*WHAT TO DO:* Carry on the blog post about the Scandinavian Airlines advertisement, beginning right after its final sentence.

*QUOTED PASSAGE:*
What is truly Scandinavian?

Hi all,

Following our discussions about Doreen Massey’s (1991) ‘A Global Sense of Place’ yesterday, I saw on Twitter this morning that SAS, the Scandinavian Airlines, has attracted a lot of criticism since yesterday over a new video ad that they just launched – so much in fact that they’ve decided to remove it from social media only after a day.

The ad starts with the narrator saying:
“What is truly Scandinavian?”
“Absolutely nothing.”
“Everything is copied.”

The gist of the video is that ‘nothing is truly Scandinavian’, but that a lot of products which are often associated with Scandinavia, for example Danish pastry, bicycles, democracy, windmills, rye bread, etc. actually ‘originated’ elsewhere.

The airline’s pitch for thinking about Scandinavia – not as a simple enclosure with a singular form of identity and a long, internalised history, but instead as extroverted and inclusive – echoes Massey’s understanding of place as open and hybrid and a product of interconnecting flows, ’layer upon layer of different sets of linkages’ rather than ‘roots’. The point of the video appears to be that Scandinavia is unique exactly because of these linkages with the ‘outside’ world. As Massey (1991) notes, the uniqueness and specificity of a place ‘derives from the fact that each place is the focus of a distinct mixture of wider and more local social relations’.

*EXTRACTED MATERIAL:*
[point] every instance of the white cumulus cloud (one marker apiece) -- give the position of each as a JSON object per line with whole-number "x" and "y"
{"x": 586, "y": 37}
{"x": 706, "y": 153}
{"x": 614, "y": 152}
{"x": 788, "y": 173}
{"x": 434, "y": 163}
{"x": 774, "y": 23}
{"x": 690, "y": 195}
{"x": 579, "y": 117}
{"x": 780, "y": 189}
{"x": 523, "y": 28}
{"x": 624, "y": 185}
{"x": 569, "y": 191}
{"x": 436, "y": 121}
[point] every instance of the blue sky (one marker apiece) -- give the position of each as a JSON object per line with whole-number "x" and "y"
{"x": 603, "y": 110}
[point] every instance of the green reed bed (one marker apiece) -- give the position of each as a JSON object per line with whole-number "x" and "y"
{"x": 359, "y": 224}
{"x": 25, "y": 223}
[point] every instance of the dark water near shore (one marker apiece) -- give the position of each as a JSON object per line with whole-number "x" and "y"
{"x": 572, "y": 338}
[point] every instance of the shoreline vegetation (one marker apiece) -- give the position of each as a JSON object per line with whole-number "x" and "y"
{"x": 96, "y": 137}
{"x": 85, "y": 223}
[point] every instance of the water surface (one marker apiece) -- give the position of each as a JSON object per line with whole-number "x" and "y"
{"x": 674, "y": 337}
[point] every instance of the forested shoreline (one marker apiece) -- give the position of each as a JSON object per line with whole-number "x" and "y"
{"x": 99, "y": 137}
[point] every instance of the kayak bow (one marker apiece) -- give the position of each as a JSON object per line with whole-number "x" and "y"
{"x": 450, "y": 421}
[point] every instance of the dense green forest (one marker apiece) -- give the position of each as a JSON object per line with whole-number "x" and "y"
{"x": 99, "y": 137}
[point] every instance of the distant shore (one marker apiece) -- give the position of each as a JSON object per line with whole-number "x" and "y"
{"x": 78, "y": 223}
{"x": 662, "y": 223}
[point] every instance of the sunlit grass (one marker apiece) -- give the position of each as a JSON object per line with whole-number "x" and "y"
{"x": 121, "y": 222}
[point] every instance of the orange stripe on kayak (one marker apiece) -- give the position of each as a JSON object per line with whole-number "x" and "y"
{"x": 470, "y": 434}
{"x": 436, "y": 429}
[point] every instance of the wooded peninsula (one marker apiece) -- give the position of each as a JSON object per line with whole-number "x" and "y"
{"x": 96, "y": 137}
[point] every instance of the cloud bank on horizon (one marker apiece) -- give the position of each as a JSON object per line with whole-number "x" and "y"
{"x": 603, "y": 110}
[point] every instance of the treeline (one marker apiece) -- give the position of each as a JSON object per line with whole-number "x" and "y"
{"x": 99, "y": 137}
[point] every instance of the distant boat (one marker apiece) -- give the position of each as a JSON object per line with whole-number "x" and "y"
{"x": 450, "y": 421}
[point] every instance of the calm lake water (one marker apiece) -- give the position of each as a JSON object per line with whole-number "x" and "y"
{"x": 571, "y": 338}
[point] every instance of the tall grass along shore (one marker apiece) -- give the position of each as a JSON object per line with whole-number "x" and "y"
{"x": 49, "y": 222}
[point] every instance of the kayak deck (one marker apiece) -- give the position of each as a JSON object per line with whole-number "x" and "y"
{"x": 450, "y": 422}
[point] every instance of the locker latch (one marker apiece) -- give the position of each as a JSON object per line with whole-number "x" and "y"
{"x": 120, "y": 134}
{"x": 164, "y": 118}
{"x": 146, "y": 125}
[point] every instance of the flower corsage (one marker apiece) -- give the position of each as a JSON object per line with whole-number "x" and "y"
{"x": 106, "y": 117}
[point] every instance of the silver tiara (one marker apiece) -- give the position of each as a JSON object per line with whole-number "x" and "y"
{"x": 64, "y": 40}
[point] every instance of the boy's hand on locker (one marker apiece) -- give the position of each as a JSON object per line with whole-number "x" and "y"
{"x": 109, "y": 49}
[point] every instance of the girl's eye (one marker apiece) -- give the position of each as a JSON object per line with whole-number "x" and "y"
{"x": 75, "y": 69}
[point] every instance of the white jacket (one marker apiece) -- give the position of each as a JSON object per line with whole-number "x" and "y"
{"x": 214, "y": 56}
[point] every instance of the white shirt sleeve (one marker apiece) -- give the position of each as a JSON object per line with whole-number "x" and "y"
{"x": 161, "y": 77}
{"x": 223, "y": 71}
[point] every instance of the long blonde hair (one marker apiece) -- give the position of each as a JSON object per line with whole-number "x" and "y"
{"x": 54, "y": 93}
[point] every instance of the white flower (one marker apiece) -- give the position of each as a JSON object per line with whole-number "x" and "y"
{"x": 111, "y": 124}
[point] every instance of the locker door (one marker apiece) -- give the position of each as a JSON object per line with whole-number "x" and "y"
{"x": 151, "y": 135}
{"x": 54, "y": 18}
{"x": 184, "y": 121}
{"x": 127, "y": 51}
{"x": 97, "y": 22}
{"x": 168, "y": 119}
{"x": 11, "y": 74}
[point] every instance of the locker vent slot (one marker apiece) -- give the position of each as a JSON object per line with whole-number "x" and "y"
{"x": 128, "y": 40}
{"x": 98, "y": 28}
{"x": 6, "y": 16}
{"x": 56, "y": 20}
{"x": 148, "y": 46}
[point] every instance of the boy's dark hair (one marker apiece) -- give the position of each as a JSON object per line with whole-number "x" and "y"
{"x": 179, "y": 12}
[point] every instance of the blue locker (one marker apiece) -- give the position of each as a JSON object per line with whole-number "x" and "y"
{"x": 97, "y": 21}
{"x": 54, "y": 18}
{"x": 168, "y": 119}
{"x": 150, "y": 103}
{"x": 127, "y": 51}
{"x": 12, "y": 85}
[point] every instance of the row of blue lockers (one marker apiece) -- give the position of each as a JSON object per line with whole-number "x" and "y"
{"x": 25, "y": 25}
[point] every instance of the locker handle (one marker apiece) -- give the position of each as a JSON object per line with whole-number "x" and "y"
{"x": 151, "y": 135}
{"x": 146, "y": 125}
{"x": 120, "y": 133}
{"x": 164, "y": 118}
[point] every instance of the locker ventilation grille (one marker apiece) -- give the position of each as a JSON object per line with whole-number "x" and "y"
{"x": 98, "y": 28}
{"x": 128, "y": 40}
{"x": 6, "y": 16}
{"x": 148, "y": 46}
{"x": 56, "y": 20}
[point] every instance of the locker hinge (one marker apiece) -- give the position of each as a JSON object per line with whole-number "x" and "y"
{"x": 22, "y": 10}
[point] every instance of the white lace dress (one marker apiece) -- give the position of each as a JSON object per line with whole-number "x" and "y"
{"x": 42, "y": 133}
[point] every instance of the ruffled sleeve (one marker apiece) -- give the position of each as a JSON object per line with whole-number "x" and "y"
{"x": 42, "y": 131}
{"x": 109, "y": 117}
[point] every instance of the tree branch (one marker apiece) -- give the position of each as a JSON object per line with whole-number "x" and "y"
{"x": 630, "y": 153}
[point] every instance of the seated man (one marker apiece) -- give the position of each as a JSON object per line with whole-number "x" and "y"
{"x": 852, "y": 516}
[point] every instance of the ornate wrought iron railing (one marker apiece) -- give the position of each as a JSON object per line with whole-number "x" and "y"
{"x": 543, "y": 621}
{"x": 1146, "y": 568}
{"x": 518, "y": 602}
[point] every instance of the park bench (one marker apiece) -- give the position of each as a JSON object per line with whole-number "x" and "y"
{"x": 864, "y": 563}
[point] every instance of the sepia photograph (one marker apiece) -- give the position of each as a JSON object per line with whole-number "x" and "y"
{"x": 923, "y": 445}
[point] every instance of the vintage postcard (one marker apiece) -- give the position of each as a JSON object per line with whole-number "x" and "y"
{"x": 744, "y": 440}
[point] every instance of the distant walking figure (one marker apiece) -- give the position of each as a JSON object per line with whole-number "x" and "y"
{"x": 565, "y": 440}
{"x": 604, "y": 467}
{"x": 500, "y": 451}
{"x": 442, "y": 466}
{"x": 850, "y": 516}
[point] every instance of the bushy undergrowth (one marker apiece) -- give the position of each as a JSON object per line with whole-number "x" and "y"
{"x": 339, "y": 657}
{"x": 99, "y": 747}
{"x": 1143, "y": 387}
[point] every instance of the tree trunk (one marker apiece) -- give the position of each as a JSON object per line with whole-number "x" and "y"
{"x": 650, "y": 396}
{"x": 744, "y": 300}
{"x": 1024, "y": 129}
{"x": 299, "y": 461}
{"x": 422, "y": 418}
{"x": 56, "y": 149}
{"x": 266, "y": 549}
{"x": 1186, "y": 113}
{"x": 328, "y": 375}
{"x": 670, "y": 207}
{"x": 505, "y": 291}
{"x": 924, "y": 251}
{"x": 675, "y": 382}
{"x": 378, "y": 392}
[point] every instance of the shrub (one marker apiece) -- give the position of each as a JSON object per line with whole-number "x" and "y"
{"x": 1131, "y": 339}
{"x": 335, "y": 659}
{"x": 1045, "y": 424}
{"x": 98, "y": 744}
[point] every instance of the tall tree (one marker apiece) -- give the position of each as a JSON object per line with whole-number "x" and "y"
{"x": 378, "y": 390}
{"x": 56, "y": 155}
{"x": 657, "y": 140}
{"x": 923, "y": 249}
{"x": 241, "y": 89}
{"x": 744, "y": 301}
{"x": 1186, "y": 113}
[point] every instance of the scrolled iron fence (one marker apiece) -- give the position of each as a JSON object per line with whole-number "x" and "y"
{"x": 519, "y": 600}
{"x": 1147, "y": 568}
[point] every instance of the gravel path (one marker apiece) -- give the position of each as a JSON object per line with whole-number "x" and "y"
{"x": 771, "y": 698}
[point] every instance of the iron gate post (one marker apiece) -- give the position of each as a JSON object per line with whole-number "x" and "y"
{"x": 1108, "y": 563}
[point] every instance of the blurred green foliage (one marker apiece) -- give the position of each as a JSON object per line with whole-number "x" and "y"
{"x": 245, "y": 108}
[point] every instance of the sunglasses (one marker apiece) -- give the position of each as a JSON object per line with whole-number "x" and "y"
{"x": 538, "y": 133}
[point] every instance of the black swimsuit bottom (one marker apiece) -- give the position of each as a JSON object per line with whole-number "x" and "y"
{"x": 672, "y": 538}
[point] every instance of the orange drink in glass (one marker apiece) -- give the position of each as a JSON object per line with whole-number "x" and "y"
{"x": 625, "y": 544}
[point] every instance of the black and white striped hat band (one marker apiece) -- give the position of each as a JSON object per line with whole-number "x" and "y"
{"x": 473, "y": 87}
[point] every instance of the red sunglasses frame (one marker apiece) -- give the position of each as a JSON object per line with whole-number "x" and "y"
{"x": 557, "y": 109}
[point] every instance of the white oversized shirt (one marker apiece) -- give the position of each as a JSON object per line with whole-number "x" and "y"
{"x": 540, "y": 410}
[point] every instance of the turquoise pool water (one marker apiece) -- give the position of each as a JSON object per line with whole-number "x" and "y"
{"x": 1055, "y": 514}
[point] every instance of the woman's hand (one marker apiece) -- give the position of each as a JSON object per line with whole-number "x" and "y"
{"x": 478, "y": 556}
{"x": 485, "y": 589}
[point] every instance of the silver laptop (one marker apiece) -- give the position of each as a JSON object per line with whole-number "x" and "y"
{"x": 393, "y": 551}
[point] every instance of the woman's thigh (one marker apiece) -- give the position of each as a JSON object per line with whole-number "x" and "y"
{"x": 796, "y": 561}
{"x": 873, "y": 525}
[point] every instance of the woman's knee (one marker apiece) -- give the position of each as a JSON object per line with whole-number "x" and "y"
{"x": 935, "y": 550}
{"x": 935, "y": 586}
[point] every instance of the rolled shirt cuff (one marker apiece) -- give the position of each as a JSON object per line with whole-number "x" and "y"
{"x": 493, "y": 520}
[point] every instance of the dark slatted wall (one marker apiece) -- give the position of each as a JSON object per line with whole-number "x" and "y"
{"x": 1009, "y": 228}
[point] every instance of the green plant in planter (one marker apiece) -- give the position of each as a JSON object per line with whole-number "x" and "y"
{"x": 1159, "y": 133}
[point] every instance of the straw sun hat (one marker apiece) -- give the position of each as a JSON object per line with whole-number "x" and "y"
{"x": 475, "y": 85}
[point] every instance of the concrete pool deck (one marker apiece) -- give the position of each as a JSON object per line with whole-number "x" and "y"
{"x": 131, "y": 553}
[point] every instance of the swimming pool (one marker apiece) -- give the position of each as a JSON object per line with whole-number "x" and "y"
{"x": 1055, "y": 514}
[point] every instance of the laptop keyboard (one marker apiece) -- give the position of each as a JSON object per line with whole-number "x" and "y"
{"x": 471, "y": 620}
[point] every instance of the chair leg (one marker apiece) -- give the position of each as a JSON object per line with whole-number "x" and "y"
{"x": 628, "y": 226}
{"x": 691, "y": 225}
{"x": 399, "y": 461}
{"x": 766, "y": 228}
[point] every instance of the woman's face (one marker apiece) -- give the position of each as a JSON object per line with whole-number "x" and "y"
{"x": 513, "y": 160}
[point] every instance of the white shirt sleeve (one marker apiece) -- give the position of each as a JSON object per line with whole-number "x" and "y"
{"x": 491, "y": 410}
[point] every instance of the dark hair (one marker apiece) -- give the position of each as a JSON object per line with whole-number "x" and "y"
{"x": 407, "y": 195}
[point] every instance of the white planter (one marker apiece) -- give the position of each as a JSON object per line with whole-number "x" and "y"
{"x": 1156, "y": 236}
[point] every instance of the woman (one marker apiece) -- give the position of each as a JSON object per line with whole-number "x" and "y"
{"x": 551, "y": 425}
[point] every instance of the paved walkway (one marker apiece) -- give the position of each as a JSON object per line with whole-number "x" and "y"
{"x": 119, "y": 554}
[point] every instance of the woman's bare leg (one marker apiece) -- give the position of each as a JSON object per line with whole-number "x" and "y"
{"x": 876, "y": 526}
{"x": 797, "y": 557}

*EXPECTED OUTPUT:*
Apparently, social media has been boiling since yesterday, both within Scandinavia and internationally, and in both Sweden and Denmark right-wing MPs have called for their respective Ministers for Transport to reprimande the partially state-owned airline. I feel like this example – of a company trying to disrupt certain ideas about origins, authenticity and place and subsequently experiencing a public backlash – really illustrates how powerful these ideas are.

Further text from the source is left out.